■ **GIVEN PASSAGE**
▼

Michael Collins became Commander-in-Chief of the National Army. Shortly afterwards, some dissidents, apparently without the authorisation of the anti-Treaty IRA Army Executive, occupied the Four Courts in Dublin, and kidnapped a pro-Treaty general. The government, responding to this provocation and to intensified British pressure following the assassination by an IRA unit in London of Sir Henry Wilson, ordered the regular army to take the Four Courts, thereby beginning the Irish Civil War.

It is believed that Collins continued to fund and supply the IRA in Northern Ireland throughout the civil war but, after his death, W. T. Cosgrave (the new President of the Executive Council) discontinued this support.

By May 1923, the war (which had claimed more lives than the War of Independence) had ended in the call by the IRA to dump arms. However, the harsh measures adopted by both sides, including assassinations of politicians by the Republicans and executions and atrocities by the Free State side, left a bitter legacy in Irish politics for decades to come.

De Valera, who had strongly supported the Republican side in the Civil War, reconsidered his views while in jail, and came to accept the ideas of political activity under the terms of the Free State constitution. However, he and his supporters failed to convince a majority of the anti-treaty Sinn Féin of these views and the movement split again. In 1926, he formed a new party called Fianna Fáil (Soldiers of Destiny). In 1932 he was elected President of the Executive Council of the Free State and began a slow process of turning the country from a constitutional monarchy to a constitutional republic, thus fulfilling Collins' prediction of "the freedom to achieve freedom".

By then, the IRA was engaged in confrontations with the Blueshirts, a quasi-fascist group led by a former War of Independence and pro-Treaty leader, General Eoin O'Duffy. O'Duffy looked to Fascist Italy as an example for Ireland to follow. Several hundred supporters of O'Duffy briefly went to Spain to volunteer on the Nationalist side in the Spanish Civil War, and a smaller number of IRA members, communists and others participated on the Republican side.

▲

■ **SUPPLIED ENTRIES**
▼

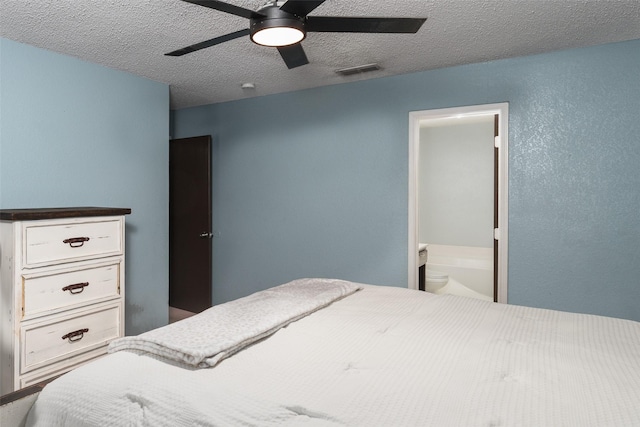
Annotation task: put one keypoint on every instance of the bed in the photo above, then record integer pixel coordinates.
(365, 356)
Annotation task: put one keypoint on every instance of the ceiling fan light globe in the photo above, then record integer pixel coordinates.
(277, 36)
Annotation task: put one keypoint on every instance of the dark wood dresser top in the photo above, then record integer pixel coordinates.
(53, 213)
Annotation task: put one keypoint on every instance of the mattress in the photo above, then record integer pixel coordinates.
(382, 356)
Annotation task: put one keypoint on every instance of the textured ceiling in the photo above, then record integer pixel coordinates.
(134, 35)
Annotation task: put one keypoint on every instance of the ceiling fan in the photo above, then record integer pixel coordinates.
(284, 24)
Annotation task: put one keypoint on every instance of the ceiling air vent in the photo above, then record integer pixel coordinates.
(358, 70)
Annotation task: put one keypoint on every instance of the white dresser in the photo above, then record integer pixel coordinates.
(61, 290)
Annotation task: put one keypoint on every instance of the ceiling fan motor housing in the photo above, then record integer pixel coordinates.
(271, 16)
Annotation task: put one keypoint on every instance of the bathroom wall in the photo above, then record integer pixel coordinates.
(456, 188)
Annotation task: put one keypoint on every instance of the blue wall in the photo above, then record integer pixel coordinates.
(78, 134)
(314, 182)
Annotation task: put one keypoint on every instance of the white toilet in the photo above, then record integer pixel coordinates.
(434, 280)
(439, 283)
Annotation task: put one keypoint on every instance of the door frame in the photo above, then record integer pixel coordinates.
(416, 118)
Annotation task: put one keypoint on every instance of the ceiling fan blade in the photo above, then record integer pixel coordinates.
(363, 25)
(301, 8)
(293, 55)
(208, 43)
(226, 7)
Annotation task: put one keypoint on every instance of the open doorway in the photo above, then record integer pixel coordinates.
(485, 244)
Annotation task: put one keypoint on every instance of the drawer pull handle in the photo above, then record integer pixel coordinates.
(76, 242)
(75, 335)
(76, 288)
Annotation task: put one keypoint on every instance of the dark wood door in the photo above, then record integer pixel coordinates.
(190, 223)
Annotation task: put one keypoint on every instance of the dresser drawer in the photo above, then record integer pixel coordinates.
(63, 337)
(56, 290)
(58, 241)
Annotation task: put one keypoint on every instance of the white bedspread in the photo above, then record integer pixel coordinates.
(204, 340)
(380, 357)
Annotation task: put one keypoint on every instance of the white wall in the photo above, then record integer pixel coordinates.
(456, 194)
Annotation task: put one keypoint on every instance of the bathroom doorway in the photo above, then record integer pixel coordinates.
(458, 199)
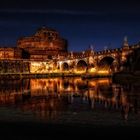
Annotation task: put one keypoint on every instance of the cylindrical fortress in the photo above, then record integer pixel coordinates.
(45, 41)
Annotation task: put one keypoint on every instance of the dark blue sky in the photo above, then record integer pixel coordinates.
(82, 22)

▲
▼

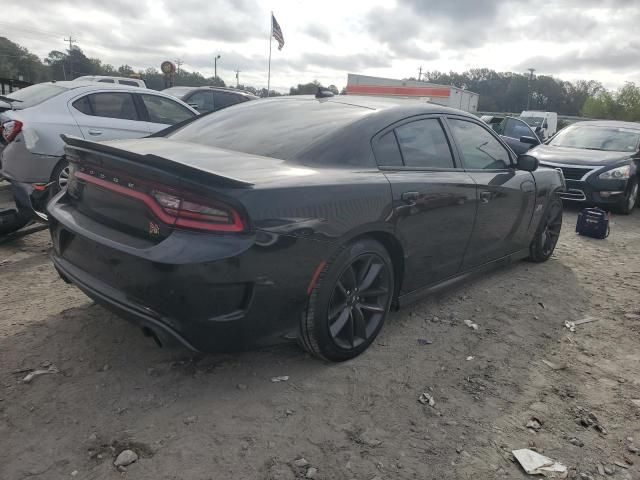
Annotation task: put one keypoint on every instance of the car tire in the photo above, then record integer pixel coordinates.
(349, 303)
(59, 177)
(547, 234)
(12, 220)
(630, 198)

▲
▼

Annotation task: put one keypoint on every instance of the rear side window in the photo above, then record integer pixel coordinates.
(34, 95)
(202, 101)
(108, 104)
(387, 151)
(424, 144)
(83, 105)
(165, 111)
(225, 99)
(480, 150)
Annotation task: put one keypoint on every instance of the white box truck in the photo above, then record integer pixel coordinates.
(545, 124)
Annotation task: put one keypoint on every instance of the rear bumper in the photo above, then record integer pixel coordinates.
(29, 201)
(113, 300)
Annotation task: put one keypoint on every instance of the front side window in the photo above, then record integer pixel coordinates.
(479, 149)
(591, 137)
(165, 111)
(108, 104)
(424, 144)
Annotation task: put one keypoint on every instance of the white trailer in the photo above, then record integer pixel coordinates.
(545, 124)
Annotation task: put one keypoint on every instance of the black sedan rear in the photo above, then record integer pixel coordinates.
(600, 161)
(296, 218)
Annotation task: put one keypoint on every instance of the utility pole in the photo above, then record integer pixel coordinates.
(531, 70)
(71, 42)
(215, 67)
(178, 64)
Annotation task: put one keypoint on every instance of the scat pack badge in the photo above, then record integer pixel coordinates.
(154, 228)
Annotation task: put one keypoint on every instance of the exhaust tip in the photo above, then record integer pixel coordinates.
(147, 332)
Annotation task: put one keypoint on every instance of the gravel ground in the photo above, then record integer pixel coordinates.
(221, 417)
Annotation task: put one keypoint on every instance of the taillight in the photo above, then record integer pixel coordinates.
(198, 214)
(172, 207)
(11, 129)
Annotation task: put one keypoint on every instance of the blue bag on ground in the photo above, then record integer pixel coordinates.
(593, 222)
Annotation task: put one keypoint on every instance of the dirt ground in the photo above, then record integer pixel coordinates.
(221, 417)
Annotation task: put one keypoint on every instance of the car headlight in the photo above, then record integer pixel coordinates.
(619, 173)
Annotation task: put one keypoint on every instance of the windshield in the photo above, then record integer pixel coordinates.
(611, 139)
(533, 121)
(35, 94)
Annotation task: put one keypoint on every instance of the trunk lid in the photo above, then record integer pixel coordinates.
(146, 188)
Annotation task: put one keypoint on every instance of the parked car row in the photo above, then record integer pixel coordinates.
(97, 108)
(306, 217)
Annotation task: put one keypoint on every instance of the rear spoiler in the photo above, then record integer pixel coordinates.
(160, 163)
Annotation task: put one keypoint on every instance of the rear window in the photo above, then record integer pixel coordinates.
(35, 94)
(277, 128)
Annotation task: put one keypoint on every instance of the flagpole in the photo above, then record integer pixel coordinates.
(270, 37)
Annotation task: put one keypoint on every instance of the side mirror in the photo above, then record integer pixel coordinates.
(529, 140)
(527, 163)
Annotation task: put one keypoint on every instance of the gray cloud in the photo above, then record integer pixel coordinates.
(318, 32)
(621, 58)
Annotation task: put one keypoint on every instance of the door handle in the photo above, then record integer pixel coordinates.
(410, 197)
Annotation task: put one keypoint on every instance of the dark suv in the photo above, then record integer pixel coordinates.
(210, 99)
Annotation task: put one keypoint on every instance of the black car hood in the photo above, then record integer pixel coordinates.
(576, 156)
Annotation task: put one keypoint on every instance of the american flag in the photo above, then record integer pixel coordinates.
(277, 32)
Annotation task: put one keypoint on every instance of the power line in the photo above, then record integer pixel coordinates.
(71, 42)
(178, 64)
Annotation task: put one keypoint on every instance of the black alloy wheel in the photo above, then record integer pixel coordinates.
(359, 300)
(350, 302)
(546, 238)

▲

■ **AIM OF THE EXERCISE**
Repeat word for word the part of the passage on the Irish Civil War that opens with the words "Michael Collins became" and closes with "discontinued this support.".

■ **WRITTEN REPLY**
Michael Collins became Commander-in-Chief of the National Army. Shortly afterwards, some dissidents, apparently without the authorisation of the anti-Treaty IRA Army Executive, occupied the Four Courts in Dublin, and kidnapped a pro-Treaty general. The government, responding to this provocation and to intensified British pressure following the assassination by an IRA unit in London of Sir Henry Wilson, ordered the regular army to take the Four Courts, thereby beginning the Irish Civil War.

It is believed that Collins continued to fund and supply the IRA in Northern Ireland throughout the civil war but, after his death, W. T. Cosgrave (the new President of the Executive Council) discontinued this support.